Stored data entries:
------------------------------------------------------------

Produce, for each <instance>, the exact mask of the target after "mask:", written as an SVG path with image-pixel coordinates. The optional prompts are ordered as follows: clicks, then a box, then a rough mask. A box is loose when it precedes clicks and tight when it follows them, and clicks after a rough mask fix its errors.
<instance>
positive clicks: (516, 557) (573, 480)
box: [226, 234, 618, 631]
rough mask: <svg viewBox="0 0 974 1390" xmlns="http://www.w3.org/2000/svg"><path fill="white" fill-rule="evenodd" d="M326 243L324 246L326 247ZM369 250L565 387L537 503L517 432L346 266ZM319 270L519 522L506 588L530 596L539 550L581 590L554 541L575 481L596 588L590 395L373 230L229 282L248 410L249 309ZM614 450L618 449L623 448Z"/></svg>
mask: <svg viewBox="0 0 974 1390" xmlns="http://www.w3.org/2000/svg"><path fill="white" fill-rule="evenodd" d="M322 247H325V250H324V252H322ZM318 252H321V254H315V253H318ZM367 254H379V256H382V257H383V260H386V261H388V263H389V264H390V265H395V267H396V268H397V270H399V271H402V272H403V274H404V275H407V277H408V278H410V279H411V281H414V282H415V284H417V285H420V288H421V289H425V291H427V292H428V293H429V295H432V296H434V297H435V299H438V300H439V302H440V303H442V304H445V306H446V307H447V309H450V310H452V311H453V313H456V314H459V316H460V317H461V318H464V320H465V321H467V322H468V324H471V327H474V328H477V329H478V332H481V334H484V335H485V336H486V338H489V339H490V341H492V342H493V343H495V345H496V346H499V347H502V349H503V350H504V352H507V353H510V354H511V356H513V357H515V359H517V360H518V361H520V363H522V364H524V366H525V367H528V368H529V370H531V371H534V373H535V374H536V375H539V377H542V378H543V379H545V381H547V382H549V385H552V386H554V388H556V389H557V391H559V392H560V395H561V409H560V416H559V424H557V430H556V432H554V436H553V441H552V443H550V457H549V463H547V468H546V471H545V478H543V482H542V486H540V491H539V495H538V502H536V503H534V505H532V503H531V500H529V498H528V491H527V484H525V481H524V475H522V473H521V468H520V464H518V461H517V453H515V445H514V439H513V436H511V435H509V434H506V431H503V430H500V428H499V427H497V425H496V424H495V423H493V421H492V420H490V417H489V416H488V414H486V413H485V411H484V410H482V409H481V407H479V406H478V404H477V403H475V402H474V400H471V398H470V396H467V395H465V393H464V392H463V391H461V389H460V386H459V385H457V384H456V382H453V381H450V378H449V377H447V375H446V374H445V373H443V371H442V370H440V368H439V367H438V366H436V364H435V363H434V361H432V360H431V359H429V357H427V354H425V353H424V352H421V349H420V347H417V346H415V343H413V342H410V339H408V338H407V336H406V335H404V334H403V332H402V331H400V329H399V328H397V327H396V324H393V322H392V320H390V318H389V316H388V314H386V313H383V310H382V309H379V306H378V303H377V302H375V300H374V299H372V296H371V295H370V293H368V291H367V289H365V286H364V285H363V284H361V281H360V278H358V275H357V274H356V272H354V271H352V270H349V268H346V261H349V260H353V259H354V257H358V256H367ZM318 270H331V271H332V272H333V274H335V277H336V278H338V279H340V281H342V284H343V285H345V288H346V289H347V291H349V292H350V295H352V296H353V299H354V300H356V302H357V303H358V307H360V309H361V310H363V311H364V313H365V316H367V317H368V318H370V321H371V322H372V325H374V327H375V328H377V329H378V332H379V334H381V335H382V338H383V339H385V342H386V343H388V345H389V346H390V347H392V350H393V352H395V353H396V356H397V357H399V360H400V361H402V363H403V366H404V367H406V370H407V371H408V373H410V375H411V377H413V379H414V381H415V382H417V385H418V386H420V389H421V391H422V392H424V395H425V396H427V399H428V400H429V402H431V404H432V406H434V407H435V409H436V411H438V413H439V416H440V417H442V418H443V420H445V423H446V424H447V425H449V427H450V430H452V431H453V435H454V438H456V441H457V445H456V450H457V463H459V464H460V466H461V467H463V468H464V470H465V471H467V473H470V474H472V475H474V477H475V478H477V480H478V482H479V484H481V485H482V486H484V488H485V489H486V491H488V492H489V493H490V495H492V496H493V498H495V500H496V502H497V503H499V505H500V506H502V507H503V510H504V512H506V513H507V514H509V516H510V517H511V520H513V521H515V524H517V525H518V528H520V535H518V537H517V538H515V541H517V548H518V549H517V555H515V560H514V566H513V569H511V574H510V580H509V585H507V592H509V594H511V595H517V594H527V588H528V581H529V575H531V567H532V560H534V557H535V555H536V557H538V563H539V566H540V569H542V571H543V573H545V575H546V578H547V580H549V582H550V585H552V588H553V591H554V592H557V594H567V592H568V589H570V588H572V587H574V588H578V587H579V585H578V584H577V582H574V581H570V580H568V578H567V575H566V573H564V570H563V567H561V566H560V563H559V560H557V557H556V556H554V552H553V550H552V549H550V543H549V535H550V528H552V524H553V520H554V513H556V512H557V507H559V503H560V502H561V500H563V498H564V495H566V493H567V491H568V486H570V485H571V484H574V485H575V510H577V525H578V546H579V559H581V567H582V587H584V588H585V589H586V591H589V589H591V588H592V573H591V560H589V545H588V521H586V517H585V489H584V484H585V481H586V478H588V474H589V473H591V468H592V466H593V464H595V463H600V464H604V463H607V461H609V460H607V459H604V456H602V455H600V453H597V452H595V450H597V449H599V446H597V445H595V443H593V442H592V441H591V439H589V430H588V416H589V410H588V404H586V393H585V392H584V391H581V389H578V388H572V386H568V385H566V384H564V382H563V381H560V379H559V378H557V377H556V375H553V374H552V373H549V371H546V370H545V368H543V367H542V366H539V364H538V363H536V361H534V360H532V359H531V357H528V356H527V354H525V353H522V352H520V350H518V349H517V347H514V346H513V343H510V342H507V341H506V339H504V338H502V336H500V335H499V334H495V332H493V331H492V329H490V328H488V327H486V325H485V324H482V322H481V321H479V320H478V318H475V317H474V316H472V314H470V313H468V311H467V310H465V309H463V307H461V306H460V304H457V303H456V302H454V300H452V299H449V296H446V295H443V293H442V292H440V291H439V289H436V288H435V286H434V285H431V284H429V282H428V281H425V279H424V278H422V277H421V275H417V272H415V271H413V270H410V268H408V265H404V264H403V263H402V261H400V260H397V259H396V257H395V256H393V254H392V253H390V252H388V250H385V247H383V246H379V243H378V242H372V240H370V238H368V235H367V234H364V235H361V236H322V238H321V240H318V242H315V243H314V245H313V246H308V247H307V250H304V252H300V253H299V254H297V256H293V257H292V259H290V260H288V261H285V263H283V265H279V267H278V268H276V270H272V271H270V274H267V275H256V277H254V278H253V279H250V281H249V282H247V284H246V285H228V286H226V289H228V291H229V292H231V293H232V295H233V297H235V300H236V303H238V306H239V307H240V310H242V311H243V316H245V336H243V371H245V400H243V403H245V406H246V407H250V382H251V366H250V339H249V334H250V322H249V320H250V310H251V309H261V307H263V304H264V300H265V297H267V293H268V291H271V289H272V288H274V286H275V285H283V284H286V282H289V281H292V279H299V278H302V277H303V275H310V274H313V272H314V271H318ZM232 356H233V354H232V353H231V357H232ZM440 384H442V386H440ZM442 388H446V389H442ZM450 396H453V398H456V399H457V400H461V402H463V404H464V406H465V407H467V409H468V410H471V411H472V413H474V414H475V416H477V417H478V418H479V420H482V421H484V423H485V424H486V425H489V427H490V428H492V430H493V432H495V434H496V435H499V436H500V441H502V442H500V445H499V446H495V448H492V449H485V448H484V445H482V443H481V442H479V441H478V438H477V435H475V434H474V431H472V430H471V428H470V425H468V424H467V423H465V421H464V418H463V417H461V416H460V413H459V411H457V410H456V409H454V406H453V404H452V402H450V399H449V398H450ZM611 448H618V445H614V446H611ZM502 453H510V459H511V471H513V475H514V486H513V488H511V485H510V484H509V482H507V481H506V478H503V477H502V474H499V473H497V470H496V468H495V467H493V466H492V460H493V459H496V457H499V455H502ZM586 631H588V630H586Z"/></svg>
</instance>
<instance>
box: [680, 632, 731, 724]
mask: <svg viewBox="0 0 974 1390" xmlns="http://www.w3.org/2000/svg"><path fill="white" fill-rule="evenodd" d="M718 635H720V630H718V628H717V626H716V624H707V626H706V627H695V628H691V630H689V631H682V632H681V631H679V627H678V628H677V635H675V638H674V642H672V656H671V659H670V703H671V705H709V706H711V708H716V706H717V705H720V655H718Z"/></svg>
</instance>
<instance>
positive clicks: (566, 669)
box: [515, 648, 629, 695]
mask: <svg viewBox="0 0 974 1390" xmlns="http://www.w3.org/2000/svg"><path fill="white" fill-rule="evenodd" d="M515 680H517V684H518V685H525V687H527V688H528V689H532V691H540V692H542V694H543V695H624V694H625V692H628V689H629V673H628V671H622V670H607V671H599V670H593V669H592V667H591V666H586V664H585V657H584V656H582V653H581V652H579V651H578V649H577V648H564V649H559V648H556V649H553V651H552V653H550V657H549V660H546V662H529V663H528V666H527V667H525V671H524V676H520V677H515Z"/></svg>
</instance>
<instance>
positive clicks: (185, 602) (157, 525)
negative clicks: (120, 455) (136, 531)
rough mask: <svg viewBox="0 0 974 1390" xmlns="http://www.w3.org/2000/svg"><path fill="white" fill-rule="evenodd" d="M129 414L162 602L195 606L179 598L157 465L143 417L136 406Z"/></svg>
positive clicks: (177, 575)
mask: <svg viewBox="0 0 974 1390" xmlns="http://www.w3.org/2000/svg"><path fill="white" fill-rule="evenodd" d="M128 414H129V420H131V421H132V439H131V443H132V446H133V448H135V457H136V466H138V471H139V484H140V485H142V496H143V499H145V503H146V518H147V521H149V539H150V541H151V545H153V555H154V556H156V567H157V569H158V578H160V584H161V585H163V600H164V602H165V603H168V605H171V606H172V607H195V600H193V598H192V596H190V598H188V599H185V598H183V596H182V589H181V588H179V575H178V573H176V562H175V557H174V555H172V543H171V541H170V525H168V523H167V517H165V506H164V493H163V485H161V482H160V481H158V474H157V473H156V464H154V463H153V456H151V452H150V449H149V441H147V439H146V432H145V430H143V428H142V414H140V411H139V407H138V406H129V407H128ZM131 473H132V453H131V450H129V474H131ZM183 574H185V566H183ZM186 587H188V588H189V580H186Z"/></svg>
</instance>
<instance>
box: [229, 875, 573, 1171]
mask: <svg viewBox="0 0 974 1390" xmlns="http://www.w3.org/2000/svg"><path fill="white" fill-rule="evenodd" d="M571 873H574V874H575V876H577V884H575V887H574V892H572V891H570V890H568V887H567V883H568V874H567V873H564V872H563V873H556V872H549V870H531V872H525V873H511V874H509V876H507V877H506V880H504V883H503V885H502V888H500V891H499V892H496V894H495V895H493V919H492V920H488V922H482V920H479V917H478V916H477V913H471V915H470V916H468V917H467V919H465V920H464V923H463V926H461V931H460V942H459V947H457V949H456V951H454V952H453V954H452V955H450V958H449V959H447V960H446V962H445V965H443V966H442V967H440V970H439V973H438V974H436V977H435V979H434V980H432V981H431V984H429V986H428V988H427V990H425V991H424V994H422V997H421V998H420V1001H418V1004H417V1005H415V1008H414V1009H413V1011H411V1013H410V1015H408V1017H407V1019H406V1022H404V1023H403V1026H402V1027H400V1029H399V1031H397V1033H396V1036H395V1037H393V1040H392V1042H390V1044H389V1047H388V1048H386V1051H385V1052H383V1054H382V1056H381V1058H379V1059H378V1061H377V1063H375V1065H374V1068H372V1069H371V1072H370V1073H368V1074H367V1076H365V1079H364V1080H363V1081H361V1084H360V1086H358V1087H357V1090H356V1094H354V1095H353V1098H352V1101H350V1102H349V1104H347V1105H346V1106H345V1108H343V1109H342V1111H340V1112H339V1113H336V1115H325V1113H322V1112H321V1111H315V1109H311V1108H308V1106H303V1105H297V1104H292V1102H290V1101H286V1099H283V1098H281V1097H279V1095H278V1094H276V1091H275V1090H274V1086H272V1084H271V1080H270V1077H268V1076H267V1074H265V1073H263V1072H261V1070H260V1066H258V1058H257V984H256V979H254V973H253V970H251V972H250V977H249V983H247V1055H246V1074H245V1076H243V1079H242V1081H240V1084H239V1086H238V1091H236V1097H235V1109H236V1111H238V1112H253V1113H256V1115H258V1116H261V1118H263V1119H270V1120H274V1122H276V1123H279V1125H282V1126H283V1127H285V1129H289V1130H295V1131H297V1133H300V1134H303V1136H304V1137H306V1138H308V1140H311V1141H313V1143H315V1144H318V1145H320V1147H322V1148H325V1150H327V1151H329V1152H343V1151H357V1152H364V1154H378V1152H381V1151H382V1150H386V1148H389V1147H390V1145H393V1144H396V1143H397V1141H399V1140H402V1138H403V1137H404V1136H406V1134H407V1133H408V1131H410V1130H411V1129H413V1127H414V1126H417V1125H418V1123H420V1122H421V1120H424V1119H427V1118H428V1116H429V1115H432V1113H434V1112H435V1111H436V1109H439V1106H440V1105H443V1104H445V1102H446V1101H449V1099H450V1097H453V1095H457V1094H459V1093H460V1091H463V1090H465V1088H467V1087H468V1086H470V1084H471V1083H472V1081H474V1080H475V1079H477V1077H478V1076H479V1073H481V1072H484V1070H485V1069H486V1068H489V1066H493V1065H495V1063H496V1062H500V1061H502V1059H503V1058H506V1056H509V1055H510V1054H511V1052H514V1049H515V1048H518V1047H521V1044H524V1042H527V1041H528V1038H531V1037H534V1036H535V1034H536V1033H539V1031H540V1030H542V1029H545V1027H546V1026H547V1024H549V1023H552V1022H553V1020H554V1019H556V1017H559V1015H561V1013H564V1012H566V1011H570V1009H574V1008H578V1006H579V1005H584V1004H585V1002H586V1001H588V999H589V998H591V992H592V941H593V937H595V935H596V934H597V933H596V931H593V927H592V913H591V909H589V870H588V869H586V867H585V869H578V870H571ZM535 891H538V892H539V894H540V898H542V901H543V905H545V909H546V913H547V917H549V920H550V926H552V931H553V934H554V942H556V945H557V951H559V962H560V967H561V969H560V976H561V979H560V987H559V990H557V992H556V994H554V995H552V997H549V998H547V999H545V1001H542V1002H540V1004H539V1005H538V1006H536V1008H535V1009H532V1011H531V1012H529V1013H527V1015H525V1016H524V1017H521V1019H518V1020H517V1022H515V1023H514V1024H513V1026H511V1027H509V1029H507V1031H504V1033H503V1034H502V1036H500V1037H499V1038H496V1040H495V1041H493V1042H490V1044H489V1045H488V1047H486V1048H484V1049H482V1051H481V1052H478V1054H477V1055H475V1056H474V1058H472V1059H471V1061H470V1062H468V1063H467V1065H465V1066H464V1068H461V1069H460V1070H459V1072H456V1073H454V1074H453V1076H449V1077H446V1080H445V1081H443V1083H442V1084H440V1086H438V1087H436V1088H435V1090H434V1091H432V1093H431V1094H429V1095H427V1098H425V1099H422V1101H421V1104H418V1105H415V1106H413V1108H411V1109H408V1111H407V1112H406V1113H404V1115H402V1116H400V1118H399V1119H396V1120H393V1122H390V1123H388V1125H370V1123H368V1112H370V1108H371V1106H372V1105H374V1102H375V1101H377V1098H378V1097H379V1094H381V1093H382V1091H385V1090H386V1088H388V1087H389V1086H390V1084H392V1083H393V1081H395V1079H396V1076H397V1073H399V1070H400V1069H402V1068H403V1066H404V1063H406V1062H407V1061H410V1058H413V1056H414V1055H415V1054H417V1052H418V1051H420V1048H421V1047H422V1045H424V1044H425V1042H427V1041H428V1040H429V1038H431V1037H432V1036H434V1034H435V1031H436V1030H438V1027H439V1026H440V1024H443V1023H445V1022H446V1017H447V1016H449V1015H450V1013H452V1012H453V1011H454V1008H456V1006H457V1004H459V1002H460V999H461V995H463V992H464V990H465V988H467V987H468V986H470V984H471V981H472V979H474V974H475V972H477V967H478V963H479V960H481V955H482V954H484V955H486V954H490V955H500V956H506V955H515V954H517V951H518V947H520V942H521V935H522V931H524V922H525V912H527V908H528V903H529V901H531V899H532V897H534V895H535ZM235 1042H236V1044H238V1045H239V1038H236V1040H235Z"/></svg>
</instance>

------------------------------------------------------------

Instructions for the task —
For every line in the data above that has the string "positive", return that line.

Problem solution —
positive clicks: (516, 557) (573, 480)
positive clicks: (566, 669)
positive clicks: (185, 602) (157, 525)
positive clicks: (177, 575)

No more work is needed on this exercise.